[Task inputs]
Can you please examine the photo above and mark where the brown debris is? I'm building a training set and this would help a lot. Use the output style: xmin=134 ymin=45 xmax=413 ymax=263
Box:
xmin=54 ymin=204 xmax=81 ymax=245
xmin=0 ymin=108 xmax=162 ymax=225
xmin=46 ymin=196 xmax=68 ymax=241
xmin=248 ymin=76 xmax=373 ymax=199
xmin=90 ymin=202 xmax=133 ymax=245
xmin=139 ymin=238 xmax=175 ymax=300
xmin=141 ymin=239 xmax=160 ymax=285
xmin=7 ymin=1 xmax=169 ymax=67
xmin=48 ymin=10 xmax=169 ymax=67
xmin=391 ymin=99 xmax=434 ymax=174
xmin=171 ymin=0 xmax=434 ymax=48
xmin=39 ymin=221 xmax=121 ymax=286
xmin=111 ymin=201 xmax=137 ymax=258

...

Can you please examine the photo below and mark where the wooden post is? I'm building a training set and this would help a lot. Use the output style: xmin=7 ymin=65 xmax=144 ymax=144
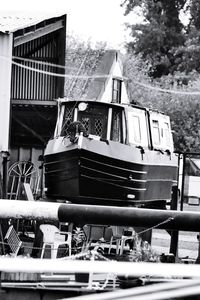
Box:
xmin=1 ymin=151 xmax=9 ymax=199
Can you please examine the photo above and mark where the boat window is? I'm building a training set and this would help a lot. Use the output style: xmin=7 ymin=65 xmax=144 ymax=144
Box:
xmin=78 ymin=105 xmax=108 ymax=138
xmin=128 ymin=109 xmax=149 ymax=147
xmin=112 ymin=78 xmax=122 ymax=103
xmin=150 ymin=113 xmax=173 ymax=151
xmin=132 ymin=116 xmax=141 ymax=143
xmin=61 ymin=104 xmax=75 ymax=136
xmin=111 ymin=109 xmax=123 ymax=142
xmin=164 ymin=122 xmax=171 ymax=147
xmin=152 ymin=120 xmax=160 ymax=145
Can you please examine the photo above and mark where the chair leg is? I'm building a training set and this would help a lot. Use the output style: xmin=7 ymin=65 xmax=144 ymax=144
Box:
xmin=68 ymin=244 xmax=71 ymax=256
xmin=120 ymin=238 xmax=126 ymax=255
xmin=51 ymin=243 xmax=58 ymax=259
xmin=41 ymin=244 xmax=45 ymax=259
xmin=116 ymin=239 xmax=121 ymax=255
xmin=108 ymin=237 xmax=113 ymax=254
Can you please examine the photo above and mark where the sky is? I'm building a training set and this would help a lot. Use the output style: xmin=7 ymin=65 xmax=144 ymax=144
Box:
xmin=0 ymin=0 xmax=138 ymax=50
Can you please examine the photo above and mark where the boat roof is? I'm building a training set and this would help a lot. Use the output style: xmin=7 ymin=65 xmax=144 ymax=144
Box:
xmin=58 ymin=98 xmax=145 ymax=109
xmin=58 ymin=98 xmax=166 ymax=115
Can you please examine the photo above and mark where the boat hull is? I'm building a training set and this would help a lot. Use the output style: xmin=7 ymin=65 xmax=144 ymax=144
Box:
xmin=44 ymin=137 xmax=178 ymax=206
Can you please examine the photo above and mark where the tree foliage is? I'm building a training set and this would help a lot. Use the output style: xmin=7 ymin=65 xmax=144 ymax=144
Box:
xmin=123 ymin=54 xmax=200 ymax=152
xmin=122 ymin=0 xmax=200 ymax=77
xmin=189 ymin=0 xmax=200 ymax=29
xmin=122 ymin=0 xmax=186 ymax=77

==

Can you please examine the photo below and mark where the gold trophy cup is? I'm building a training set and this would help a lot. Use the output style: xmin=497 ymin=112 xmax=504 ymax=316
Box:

[Exercise instructions] Please give the count of lines in the listing that include the string "below", with no words around it.

[Solved exercise] 2